◆ Exercise ◆
Your response should consist of the records below, repeated exactly.
━━ Material supplied
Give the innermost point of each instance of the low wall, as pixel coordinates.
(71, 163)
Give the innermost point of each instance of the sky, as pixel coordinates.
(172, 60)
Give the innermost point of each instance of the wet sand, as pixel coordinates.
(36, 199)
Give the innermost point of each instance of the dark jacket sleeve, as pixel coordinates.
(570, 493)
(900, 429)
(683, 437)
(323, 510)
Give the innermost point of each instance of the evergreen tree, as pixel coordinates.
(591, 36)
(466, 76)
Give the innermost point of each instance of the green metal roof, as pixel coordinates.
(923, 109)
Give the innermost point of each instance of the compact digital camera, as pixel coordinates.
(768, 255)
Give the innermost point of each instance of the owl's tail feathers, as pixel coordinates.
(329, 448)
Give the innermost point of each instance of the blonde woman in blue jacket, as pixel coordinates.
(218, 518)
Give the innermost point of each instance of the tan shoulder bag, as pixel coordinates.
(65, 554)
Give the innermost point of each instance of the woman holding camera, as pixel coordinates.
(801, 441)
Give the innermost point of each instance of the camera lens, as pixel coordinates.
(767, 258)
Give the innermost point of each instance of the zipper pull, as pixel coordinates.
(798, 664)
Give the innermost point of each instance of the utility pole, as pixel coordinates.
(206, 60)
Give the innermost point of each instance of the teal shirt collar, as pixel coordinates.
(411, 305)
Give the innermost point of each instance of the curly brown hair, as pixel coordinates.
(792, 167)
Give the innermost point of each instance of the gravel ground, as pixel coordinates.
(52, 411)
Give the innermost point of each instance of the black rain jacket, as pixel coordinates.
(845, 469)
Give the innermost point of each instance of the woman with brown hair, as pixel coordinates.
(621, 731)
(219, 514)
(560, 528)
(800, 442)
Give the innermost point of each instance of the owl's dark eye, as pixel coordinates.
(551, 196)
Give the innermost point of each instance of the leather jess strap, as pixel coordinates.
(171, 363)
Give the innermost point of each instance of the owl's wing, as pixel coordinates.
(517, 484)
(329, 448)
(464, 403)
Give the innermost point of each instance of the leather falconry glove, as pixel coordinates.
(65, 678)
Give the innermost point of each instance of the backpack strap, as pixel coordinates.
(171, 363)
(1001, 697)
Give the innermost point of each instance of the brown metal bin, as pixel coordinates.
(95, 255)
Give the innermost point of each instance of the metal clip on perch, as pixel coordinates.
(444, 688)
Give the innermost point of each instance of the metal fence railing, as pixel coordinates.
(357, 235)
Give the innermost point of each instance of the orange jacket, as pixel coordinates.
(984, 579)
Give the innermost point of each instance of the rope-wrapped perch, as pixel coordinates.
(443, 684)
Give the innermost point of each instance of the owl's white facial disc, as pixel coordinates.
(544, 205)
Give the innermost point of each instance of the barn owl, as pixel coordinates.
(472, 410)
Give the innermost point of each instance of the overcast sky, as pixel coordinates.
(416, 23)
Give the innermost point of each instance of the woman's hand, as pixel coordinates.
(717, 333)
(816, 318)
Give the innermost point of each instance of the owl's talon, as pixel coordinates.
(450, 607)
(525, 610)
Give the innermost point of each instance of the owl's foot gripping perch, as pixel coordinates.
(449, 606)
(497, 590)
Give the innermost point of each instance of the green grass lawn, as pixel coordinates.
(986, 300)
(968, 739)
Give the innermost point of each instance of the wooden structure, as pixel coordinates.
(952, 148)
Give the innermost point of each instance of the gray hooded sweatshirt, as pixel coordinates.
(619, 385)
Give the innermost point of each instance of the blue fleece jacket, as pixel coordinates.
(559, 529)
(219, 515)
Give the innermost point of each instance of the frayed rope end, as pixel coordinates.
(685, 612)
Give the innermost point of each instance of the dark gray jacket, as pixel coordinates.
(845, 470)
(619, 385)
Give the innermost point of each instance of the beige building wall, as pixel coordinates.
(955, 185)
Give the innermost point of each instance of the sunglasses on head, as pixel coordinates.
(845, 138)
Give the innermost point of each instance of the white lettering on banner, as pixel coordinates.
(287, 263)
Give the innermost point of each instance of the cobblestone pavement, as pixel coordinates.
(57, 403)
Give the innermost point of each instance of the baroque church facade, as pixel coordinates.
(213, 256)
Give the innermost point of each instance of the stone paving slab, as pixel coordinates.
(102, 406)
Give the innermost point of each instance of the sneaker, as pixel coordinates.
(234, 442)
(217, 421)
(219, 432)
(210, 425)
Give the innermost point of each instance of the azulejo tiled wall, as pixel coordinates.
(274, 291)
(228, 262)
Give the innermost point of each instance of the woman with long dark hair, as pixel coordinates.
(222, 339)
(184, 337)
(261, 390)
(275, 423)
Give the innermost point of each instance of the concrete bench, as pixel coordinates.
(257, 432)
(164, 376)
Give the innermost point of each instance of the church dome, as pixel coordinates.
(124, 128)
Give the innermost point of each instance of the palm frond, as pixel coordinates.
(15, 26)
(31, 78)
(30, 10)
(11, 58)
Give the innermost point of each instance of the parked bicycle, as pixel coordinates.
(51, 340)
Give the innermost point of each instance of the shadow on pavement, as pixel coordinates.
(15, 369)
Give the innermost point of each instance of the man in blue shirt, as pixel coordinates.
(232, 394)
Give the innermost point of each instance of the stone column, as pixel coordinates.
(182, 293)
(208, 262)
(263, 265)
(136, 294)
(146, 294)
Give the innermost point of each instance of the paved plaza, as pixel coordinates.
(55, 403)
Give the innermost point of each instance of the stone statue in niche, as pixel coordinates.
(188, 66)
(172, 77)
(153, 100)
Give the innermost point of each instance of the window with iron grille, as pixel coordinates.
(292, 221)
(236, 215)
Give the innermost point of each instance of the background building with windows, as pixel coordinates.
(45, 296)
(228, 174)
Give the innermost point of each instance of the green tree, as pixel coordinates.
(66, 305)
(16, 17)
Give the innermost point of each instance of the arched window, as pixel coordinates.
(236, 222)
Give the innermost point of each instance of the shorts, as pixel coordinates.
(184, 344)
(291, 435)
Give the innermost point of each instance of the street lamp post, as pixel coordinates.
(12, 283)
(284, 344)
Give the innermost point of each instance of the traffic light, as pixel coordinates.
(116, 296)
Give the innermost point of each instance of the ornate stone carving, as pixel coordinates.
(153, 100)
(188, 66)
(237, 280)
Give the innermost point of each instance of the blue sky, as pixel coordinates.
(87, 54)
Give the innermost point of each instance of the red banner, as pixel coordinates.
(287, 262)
━━━━
◆ Solution for this task ◆
Give the innermost point of each instance of the low wall, as pixel coordinates.
(71, 163)
Give the innermost point of each instance of the sky, as pixel coordinates.
(172, 60)
Give the innermost point of each instance of the wet sand, as pixel coordinates.
(36, 199)
Give the innermost point of each instance of the dark jacket sleeve, as pixel coordinates.
(570, 493)
(900, 429)
(683, 437)
(323, 510)
Give the innermost point of each instance of the evergreen tree, as pixel coordinates.
(591, 36)
(466, 76)
Give the innermost point of each instance of the green metal roof, as pixel coordinates.
(923, 109)
Give the innermost point of each instance of the compact digital camera, as pixel coordinates.
(768, 255)
Give the innermost point of each instance of the owl's tail feathers, as pixel coordinates.
(329, 448)
Give the innermost point of each instance of the blonde woman in blue jacket, as pixel coordinates.
(218, 518)
Give the innermost point of each instance of the tan shoulder bag, as pixel coordinates.
(65, 554)
Give the innermost point of each instance of the woman holding camera, as pixel coordinates.
(801, 441)
Give the innermost point of each instance of the camera lens, as pixel coordinates.
(767, 258)
Give the innermost point of each instance of the zipper pull, as pixel coordinates.
(798, 664)
Give the innermost point of each instance of the utility pole, as pixel coordinates.
(206, 60)
Give the innermost point of each instance of the teal shirt collar, as pixel coordinates.
(411, 305)
Give the innermost point of each instance of the curly brown hair, as pixel coordinates.
(792, 167)
Give the innermost point of each instance of the gravel ground, as pixel coordinates.
(52, 411)
Give the innermost point of each instance of the black rain jacket, as pixel coordinates.
(845, 469)
Give the innermost point of each instance of the woman with brown hair, as pixel coordinates.
(621, 731)
(219, 514)
(560, 528)
(800, 442)
Give the innermost point of each instance of the owl's dark eye, as pixel coordinates.
(551, 196)
Give the innermost point of each instance of the leather jess strap, as pixel coordinates.
(171, 363)
Give the innermost point of each instance of the owl's wing, as pixel coordinates.
(517, 484)
(329, 448)
(464, 403)
Give the innermost point of each instance of the leather falconry glove, as pixel coordinates.
(65, 678)
Give the innermost point of each instance of the backpack strap, as pixel coordinates.
(171, 363)
(1001, 697)
Give the innermost point of each instance of the brown metal bin, as pixel coordinates.
(95, 255)
Give the innermost point of each instance of the metal clip on perch, as pixel coordinates.
(444, 688)
Give the innermost point of each instance of the metal fence railing, as pixel coordinates.
(357, 235)
Give the innermost point of each instance of the orange jacket, as pixel coordinates.
(984, 579)
Give the innermost point of each instance of the rope-wrapped perch, as pixel coordinates.
(443, 684)
Give the innermost point of each instance of the owl's white facial disc, as pixel coordinates.
(544, 205)
Give the innermost point of each instance of the barn owl, as pixel coordinates.
(472, 410)
Give the innermost point of each instance of the overcast sky, as pixel coordinates.
(416, 23)
Give the innermost point of each instance of the woman's hand, as pixel coordinates.
(717, 333)
(816, 318)
Give the innermost point of each instance of the owl's talon, as pixel coordinates.
(450, 607)
(525, 610)
Give the innermost point of each instance of the owl's foot gripping perch, as pixel coordinates.
(449, 606)
(497, 590)
Give the innermost point of each instance of the green grass lawn, as pixel coordinates.
(986, 300)
(968, 739)
Give the innermost point of each instance of the wooden structure, as pixel coordinates.
(952, 148)
Give the innermost point of each instance of the gray hooded sweatshirt, as pixel coordinates.
(619, 385)
Give the innermost point of each instance of the blue fleece jacket, as pixel coordinates.
(559, 529)
(219, 515)
Give the innermost point of each instance of the frayed rope end, as pixel coordinates.
(685, 612)
Give the innermost point of each instance of the dark gray jacket, as pixel coordinates.
(845, 470)
(619, 385)
Give the innermost point of each instance of the beige building wall, as pixel coordinates.
(955, 185)
Give the innermost point of each instance of the sunglasses on head, as pixel coordinates.
(845, 138)
Give the innermost point of each instance of the white lettering on banner, as pixel coordinates.
(287, 263)
Give the innermost point of each instance of the cobblestone pavement, as pixel coordinates.
(57, 403)
Give the innermost point of each instance of the baroque church facade, as pixel coordinates.
(213, 256)
Give the innermost point of each instance of the stone paving slab, as pixel coordinates.
(102, 406)
Give the innermost point of each instance of the sneaker, as pixel coordinates.
(234, 442)
(217, 421)
(219, 432)
(210, 425)
Give the innermost point of each instance of the azulejo tiled wall, as pixel coordinates.
(274, 291)
(228, 262)
Give the innermost point of each instance of the woman with long dark hair, as pixel coordinates.
(222, 339)
(184, 337)
(261, 390)
(275, 423)
Give the innermost point of each instance of the concrete bench, as pixel coordinates.
(257, 432)
(164, 376)
Give the innermost point of each instance of the church dome, as pixel coordinates.
(124, 128)
Give the innermost point of each instance of the palm frond, as pixel coordinates.
(15, 26)
(31, 78)
(30, 10)
(11, 58)
Give the innermost point of each instance of the parked bicycle, as pixel coordinates.
(51, 340)
Give the innermost point of each instance of the shadow on pavement, as pixel coordinates.
(15, 369)
Give the innermost point of each instance of the man in blue shirt, as pixel coordinates.
(232, 394)
Give the innermost point of each instance of the stone column, as pixel coordinates.
(182, 293)
(208, 262)
(263, 265)
(136, 294)
(146, 294)
Give the innermost point of each instance of the paved plaza, as pixel coordinates.
(55, 403)
Give the innermost point of each instance of the stone statue in niche, as pixel coordinates.
(188, 66)
(172, 77)
(153, 100)
Give the innermost point of each instance of the window with iron grille, as pixel coordinates.
(292, 221)
(236, 215)
Give the innermost point of each instance of the background building with windows, as pixel coordinates.
(45, 296)
(228, 174)
Give the innermost point of each instance of the green tree, as pixel coordinates.
(66, 305)
(16, 17)
Give the innermost point of each instance of the arched window, as pixel coordinates.
(236, 222)
Give the innermost point of each instance of the shorts, as pixel coordinates.
(184, 344)
(291, 435)
Give the innermost point of each instance of the street lamp post, as pixel coordinates.
(12, 283)
(284, 344)
Give the innermost point of each instance of the traffic light, as pixel coordinates.
(116, 296)
Give the innermost point of each instance of the ornate stone carving, as pixel coordinates.
(153, 100)
(188, 66)
(237, 280)
Give the innermost point of each instance of the blue sky, as pixel coordinates.
(87, 54)
Give the innermost point of each instance of the red banner, as pixel coordinates.
(287, 262)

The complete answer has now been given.